What the exercise asks: Reproduce word for word everything in the jurisdiction passage below, from "Defendant has moved" down to "are time-barred. Id.".

Passage to read:
++++++++
Defendant has moved to dismiss plaintiffs complaint on the basis of lack of jurisdiction. Def.’s Mot. 1. Defendant asserts that the court lacks jurisdiction because plaintiffs claims are time-barred. Id.

II. Discussion

A. Jurisdiction

The Tucker Act, 28 U.S.C. § 1491 (2000), confers upon this court jurisdiction over certain claims against the United States. It provides that “[t]he United States Court of Federal Claims shall have jurisdiction to render judgment upon any claim against the United States founded either upon the Constitution, or any Act of Congress or any regulation of an executive department, or upon any express or implied contract with the United States, or for liquidated or unliquidated damages in cases not sounding in tort.” 28 U.S.C. § 1491(a)(1). Section 2501 of title 28 of the United States Code imposes a limitation on the court’s jurisdiction over claims that are not filed within six years after the claim first accrues. 28 U.S.C. § 2501 (2000). “Every claim of which the United States Court of Federal Claims has jurisdiction shall be barred unless the petition thereon is filed within six years after such claim first accrues.” Id. “The 6-year statute of limitations on actions against the United States is a jurisdictional requirement attached by Congress as a condition of the government’s waiver of sovereign immunity and, as such, must be strictly construed.” Hopland Band of Pomo Indians v. United States, 855 F.2d 1573, 1576-77 (Fed.Cir.1988).
++++++++
Provided data:
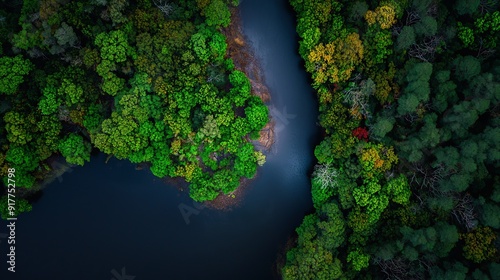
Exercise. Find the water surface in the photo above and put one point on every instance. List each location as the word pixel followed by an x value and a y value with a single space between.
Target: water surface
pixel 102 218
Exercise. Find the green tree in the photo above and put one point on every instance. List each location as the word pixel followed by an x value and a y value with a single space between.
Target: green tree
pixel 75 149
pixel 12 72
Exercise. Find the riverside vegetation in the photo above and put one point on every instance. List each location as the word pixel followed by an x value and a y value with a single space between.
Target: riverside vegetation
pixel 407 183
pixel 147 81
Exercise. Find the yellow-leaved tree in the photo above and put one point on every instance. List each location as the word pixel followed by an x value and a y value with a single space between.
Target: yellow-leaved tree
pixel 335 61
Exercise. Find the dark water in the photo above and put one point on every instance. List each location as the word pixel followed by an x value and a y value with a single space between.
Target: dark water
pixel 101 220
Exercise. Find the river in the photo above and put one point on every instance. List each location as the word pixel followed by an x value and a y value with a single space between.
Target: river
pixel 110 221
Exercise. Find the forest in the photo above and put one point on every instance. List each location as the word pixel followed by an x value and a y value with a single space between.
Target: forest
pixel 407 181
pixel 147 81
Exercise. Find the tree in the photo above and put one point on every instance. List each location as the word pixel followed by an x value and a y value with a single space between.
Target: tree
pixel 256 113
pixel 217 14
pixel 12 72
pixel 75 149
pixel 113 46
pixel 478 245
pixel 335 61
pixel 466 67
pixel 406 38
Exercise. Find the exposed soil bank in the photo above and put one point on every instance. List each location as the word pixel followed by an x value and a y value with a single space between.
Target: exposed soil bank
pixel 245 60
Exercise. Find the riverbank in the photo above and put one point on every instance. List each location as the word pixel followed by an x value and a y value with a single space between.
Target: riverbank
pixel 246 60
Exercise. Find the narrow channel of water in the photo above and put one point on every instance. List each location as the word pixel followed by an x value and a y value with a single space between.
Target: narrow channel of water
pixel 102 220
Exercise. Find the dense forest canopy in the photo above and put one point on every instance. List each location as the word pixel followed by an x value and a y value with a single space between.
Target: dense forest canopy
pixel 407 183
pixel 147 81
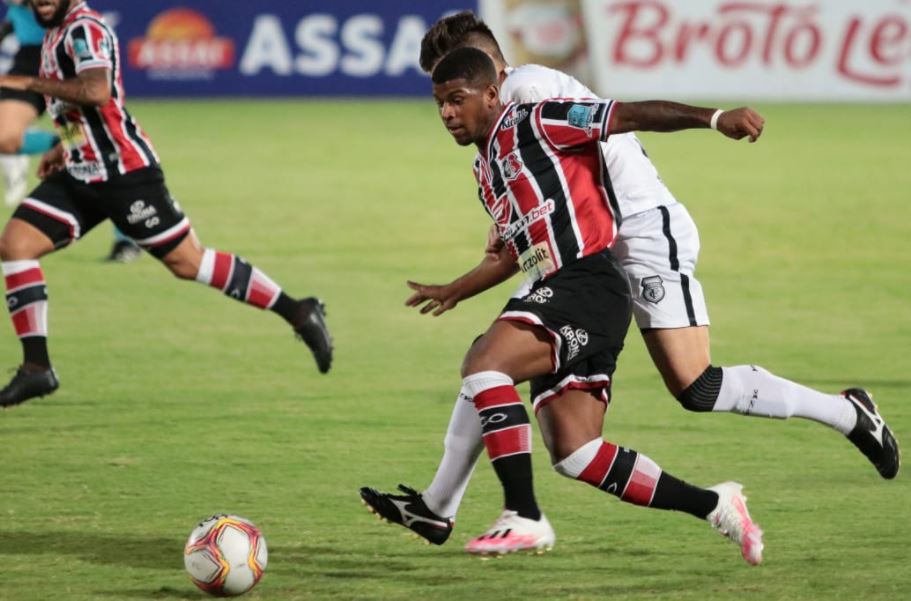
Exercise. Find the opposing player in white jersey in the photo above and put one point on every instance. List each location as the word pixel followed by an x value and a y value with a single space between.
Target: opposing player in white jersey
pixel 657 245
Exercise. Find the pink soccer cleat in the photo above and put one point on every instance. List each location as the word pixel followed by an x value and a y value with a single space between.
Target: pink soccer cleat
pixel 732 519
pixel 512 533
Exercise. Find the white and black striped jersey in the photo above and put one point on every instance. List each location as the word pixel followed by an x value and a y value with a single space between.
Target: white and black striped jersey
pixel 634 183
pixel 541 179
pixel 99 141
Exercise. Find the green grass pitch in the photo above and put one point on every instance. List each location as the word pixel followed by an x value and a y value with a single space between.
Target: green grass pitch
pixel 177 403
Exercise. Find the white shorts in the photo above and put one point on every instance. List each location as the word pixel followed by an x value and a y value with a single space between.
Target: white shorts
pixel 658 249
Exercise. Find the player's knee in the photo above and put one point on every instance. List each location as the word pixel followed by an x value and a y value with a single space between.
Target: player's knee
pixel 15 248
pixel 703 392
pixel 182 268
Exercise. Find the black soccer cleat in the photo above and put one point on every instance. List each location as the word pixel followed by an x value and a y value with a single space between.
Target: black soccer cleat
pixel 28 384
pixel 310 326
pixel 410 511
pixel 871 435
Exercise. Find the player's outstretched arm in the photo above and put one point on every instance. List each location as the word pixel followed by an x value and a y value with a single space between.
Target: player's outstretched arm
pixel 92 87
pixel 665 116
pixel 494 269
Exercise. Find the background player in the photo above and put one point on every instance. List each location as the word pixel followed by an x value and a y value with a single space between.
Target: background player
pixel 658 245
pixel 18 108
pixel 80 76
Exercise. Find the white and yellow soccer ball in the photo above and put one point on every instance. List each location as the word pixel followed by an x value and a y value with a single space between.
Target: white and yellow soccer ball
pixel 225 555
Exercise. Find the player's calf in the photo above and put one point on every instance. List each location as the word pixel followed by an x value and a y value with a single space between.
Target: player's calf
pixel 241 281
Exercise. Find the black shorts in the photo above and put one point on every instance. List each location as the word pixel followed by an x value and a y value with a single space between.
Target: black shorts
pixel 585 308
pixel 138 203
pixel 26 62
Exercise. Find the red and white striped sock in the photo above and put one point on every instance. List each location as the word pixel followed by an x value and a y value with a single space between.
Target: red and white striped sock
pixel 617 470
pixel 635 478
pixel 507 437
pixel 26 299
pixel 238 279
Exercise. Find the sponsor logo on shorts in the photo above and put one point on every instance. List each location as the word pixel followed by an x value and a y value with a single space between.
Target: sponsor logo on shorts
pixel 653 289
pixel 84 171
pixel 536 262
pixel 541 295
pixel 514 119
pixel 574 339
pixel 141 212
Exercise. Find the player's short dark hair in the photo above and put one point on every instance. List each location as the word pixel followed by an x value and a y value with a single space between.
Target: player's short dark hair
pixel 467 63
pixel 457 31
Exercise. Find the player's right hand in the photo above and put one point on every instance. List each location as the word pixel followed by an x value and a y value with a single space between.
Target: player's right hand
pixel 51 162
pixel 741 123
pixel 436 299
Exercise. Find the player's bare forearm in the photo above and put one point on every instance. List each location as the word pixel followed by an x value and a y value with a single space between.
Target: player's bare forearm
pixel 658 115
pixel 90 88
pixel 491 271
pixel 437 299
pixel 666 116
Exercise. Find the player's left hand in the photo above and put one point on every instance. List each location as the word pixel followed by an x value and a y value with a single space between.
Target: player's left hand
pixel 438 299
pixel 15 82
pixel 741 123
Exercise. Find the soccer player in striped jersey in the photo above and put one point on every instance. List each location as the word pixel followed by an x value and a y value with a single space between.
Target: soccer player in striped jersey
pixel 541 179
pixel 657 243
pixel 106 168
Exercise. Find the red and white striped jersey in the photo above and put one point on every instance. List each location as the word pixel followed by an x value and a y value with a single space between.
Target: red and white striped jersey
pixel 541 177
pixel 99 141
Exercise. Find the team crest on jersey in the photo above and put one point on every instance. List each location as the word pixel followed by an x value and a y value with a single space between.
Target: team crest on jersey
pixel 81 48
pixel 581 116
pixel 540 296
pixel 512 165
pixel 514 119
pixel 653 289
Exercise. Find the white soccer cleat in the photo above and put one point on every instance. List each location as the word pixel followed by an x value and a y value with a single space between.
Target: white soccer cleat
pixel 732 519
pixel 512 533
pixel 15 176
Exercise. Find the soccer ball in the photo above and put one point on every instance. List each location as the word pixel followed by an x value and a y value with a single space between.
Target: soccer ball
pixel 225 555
++++++++
Answer to this exercise:
Defendant has moved to dismiss plaintiffs complaint on the basis of lack of jurisdiction. Def.’s Mot. 1. Defendant asserts that the court lacks jurisdiction because plaintiffs claims are time-barred. Id.